STATED PROBLEM >> Rewrite the lines from the one containing "tall white vertical" through the end of the entries, changing "stone well" to "stone fountain" and leaving everything else as it is. Omit the pictures from your answer.

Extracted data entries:
[start]

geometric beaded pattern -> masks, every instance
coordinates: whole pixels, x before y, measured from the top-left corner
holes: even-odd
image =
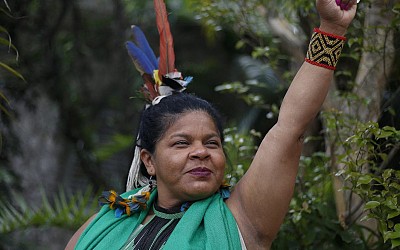
[[[344,46],[344,37],[314,30],[308,46],[306,61],[327,69],[335,70]]]

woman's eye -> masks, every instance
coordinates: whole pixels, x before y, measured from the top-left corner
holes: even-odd
[[[174,143],[174,145],[176,145],[176,146],[186,146],[186,145],[189,145],[189,142],[187,142],[187,141],[177,141],[177,142]]]
[[[211,145],[211,146],[219,146],[220,143],[217,140],[211,140],[207,142],[207,145]]]

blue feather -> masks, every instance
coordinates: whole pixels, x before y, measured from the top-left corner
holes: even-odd
[[[133,42],[143,51],[143,53],[147,56],[153,66],[157,68],[158,61],[156,55],[151,49],[149,43],[147,42],[146,36],[142,32],[142,30],[138,26],[132,25],[132,33]]]
[[[150,62],[145,53],[130,41],[126,42],[126,48],[140,74],[152,75],[156,67]]]

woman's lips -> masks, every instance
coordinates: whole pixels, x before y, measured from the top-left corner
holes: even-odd
[[[208,168],[194,168],[189,171],[190,174],[195,175],[195,176],[201,176],[201,177],[206,177],[211,175],[211,170]]]

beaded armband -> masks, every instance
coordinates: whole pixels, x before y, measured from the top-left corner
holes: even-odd
[[[345,40],[345,37],[329,34],[315,28],[308,46],[306,62],[335,70]]]

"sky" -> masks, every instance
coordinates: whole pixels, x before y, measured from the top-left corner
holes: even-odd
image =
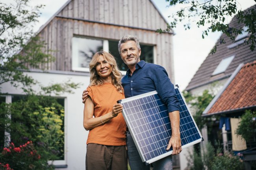
[[[34,26],[35,31],[44,24],[61,7],[67,0],[32,0],[32,5],[43,4],[45,5],[41,11],[41,14],[39,18],[39,22]],[[178,9],[180,6],[167,7],[168,5],[165,0],[152,0],[158,10],[168,22],[171,21],[168,16],[173,11]],[[256,4],[254,0],[237,0],[242,10]],[[2,0],[7,3],[9,0]],[[230,17],[227,20],[230,21]],[[202,38],[202,29],[192,26],[185,31],[183,24],[180,24],[173,29],[175,35],[173,37],[173,52],[175,82],[178,84],[181,90],[187,87],[194,75],[211,49],[220,36],[220,33],[210,33],[204,39]]]

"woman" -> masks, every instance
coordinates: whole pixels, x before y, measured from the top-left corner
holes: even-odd
[[[103,51],[93,56],[89,67],[89,96],[83,110],[83,126],[90,130],[86,169],[127,170],[126,125],[122,107],[117,103],[124,98],[121,73],[114,57]]]

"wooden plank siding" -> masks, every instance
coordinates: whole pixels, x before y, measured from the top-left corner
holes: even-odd
[[[73,0],[57,15],[155,30],[166,27],[149,0]]]
[[[155,63],[164,67],[173,81],[173,35],[155,32],[166,24],[149,0],[71,0],[39,33],[56,59],[42,67],[72,71],[74,36],[119,40],[129,34],[155,46]]]

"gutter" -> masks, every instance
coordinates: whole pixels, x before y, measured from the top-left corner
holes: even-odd
[[[241,107],[240,108],[234,109],[233,109],[227,110],[220,112],[215,112],[215,113],[211,113],[209,114],[204,114],[202,115],[202,117],[210,117],[213,115],[217,115],[221,114],[229,114],[236,112],[239,112],[244,111],[247,109],[252,109],[256,108],[256,105],[254,106],[247,106],[246,107]]]

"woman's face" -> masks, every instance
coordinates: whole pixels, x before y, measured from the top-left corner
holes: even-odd
[[[100,55],[95,66],[97,73],[102,78],[110,78],[110,74],[112,72],[111,65],[109,64],[103,57]]]

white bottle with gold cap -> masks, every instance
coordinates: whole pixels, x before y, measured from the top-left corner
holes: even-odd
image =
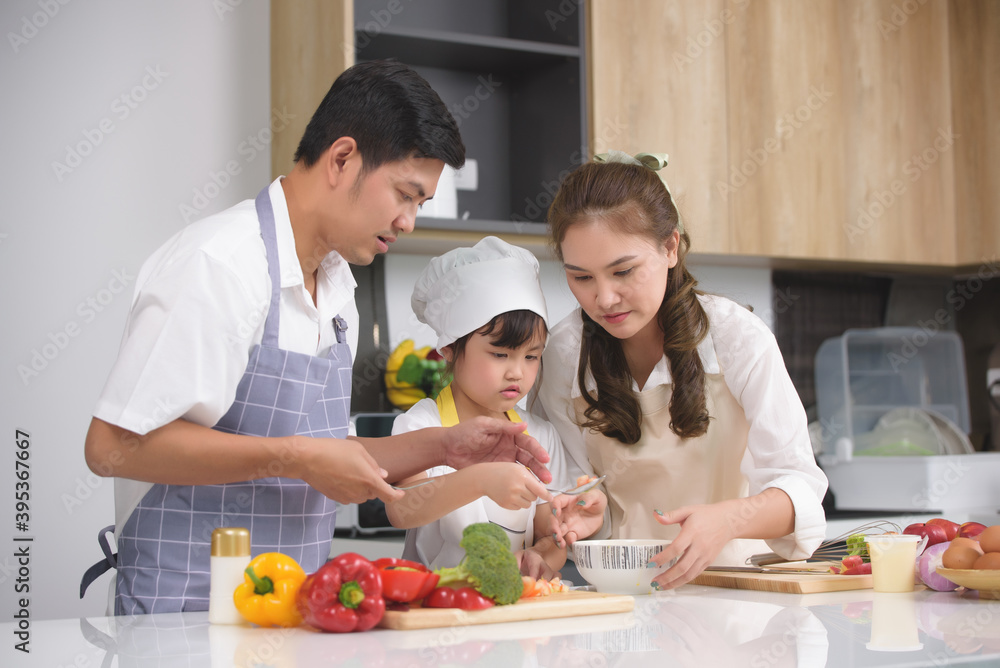
[[[242,527],[219,527],[212,532],[211,581],[208,621],[213,624],[243,624],[243,615],[233,603],[233,592],[243,583],[250,565],[250,532]]]

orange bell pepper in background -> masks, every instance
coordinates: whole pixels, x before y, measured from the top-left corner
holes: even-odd
[[[244,582],[233,592],[243,618],[257,626],[298,626],[302,617],[295,597],[306,572],[288,555],[265,552],[247,566]]]

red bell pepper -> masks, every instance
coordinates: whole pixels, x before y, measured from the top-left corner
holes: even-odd
[[[459,608],[485,610],[495,605],[493,599],[483,596],[472,587],[438,587],[424,600],[425,608]]]
[[[372,562],[382,576],[382,598],[398,603],[418,601],[437,586],[441,576],[423,564],[385,557]]]
[[[382,576],[375,564],[346,552],[308,576],[296,602],[302,620],[321,631],[366,631],[385,614]]]

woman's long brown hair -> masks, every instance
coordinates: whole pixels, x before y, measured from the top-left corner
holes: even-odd
[[[587,163],[573,171],[549,207],[549,225],[556,257],[562,261],[562,241],[573,225],[599,221],[616,232],[644,236],[659,247],[678,223],[677,208],[656,172],[624,163]],[[685,267],[691,240],[683,230],[677,264],[657,312],[663,331],[663,352],[670,362],[673,396],[670,429],[681,438],[708,430],[705,370],[698,344],[708,334],[708,316],[698,301],[698,282]],[[597,395],[584,384],[587,369],[597,383]],[[583,312],[583,335],[577,383],[587,402],[583,427],[627,445],[639,440],[642,411],[632,392],[632,374],[621,341]]]

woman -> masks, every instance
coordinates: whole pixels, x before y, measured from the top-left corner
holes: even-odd
[[[580,308],[552,330],[538,396],[581,468],[607,475],[611,536],[673,540],[654,580],[672,588],[756,552],[812,554],[827,481],[774,336],[695,289],[665,164],[613,152],[556,194],[552,242]]]

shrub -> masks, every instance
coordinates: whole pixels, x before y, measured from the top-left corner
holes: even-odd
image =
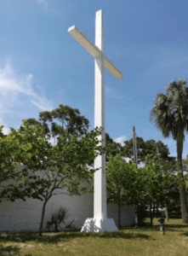
[[[72,223],[75,221],[72,220],[70,224],[66,224],[65,222],[65,218],[68,218],[70,216],[70,214],[68,213],[67,209],[66,208],[62,208],[60,207],[60,209],[59,210],[59,212],[54,213],[52,215],[52,218],[51,221],[48,221],[47,222],[47,229],[49,231],[49,227],[53,224],[54,224],[54,228],[55,228],[55,232],[59,232],[58,230],[58,226],[60,224],[60,223],[64,223],[66,229],[70,229],[71,228],[71,224]]]

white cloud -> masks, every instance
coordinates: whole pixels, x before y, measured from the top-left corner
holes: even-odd
[[[48,8],[48,3],[47,0],[37,0],[37,2],[40,6],[43,6],[45,9]]]
[[[18,73],[11,67],[10,61],[7,61],[3,68],[0,68],[0,124],[4,125],[4,134],[10,131],[6,119],[10,120],[9,126],[16,129],[13,120],[14,122],[15,119],[18,125],[22,119],[33,117],[33,105],[39,111],[53,109],[51,101],[39,96],[33,90],[32,84],[33,75]]]
[[[120,136],[120,137],[117,137],[117,138],[115,138],[113,141],[115,143],[120,143],[122,146],[124,146],[124,141],[127,141],[127,137],[125,136]]]

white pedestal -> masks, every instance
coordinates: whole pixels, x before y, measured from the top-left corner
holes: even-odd
[[[117,232],[118,229],[113,218],[88,218],[81,230],[81,232]]]

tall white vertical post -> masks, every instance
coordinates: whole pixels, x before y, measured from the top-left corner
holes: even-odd
[[[69,28],[68,32],[94,57],[94,126],[102,127],[102,134],[99,136],[99,145],[105,146],[105,84],[103,71],[105,67],[116,78],[122,79],[122,73],[104,54],[104,32],[102,10],[96,12],[95,17],[95,44],[81,32],[75,26]],[[94,160],[94,218],[88,218],[81,232],[117,231],[113,218],[107,218],[106,214],[106,183],[105,183],[105,154],[100,154]]]
[[[104,52],[104,32],[102,10],[96,12],[95,45]],[[94,60],[94,127],[102,127],[102,135],[99,140],[105,139],[105,84],[103,77],[103,55]],[[101,145],[101,143],[100,143]],[[105,146],[105,141],[102,141]],[[106,218],[106,185],[105,185],[105,154],[100,154],[94,160],[94,217]]]

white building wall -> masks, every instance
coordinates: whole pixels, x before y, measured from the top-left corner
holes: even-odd
[[[37,175],[40,175],[39,172]],[[9,183],[4,183],[4,184]],[[88,183],[83,183],[81,187],[85,187]],[[89,185],[93,187],[93,183]],[[53,194],[67,193],[64,189],[56,189]],[[11,202],[3,200],[0,203],[0,232],[37,232],[39,230],[41,214],[43,201],[34,199],[15,200]],[[70,217],[65,219],[66,224],[71,223],[77,227],[82,227],[87,218],[94,218],[94,193],[85,194],[81,196],[60,194],[53,195],[46,205],[43,230],[46,229],[48,221],[51,221],[52,214],[59,212],[60,207],[66,207]],[[118,207],[115,203],[107,205],[107,218],[114,218],[118,224]],[[121,224],[129,226],[134,224],[134,207],[123,206],[121,208]]]

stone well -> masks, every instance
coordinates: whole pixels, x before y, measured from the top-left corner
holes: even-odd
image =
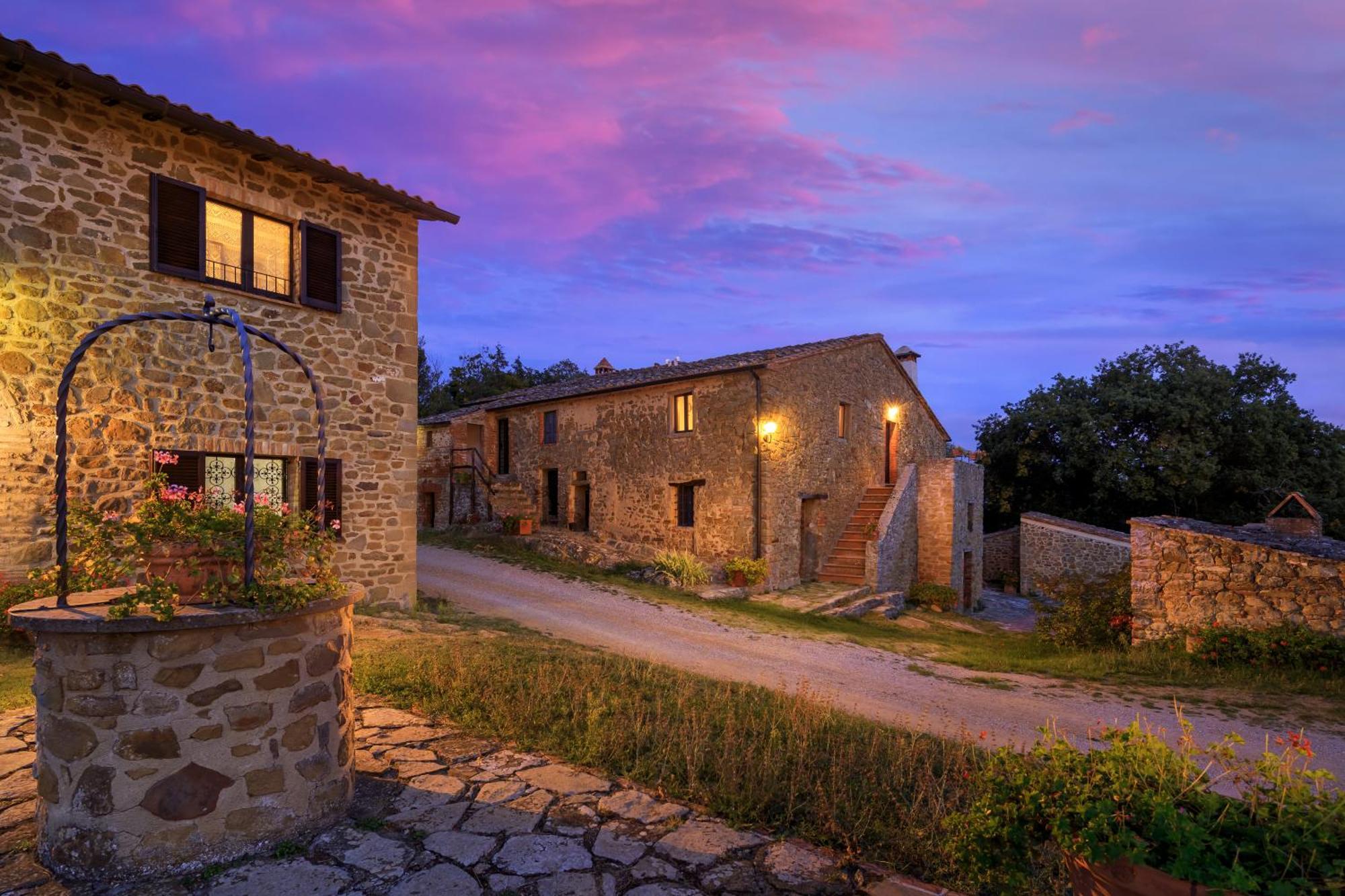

[end]

RESPONSE BELOW >>
tall white vertical post -> masks, every instance
coordinates: whole pixels, x before y, measured from the top-left corner
holes: even-odd
[[[69,28],[68,32],[94,57],[94,126],[102,127],[102,134],[99,136],[99,145],[105,146],[105,84],[103,71],[105,67],[116,78],[122,79],[122,73],[104,54],[104,32],[102,10],[96,12],[95,17],[95,44],[81,32],[75,26]],[[94,160],[94,218],[88,218],[81,232],[117,231],[113,218],[107,218],[106,214],[106,183],[105,183],[105,154],[100,154]]]
[[[104,52],[104,32],[102,10],[96,12],[95,45]],[[94,60],[94,127],[102,127],[102,135],[99,140],[105,139],[105,84],[103,77],[103,55]],[[101,145],[101,143],[100,143]],[[105,146],[105,141],[102,141]],[[106,218],[106,185],[105,185],[105,154],[100,154],[94,160],[94,217]]]

white building wall -> masks, every instance
coordinates: whole pixels, x before y, measured from the top-left corner
holes: even-odd
[[[37,175],[40,175],[39,172]],[[9,183],[4,183],[4,184]],[[88,183],[83,183],[81,187],[85,187]],[[89,185],[93,187],[93,183]],[[53,194],[67,193],[64,189],[56,189]],[[11,202],[3,200],[0,203],[0,232],[37,232],[39,230],[41,214],[43,201],[34,199],[15,200]],[[70,217],[65,219],[66,224],[71,223],[77,227],[82,227],[87,218],[94,218],[94,193],[85,194],[81,196],[60,194],[53,195],[46,205],[43,230],[46,229],[48,221],[51,221],[52,214],[59,212],[60,207],[66,207]],[[118,207],[115,203],[107,205],[107,218],[114,218],[118,224]],[[121,224],[129,226],[134,224],[134,207],[123,206],[121,208]]]

stone fountain -> masks, every instance
coordinates: whole pixels, x before y, measured from the top-left corner
holes: even-odd
image =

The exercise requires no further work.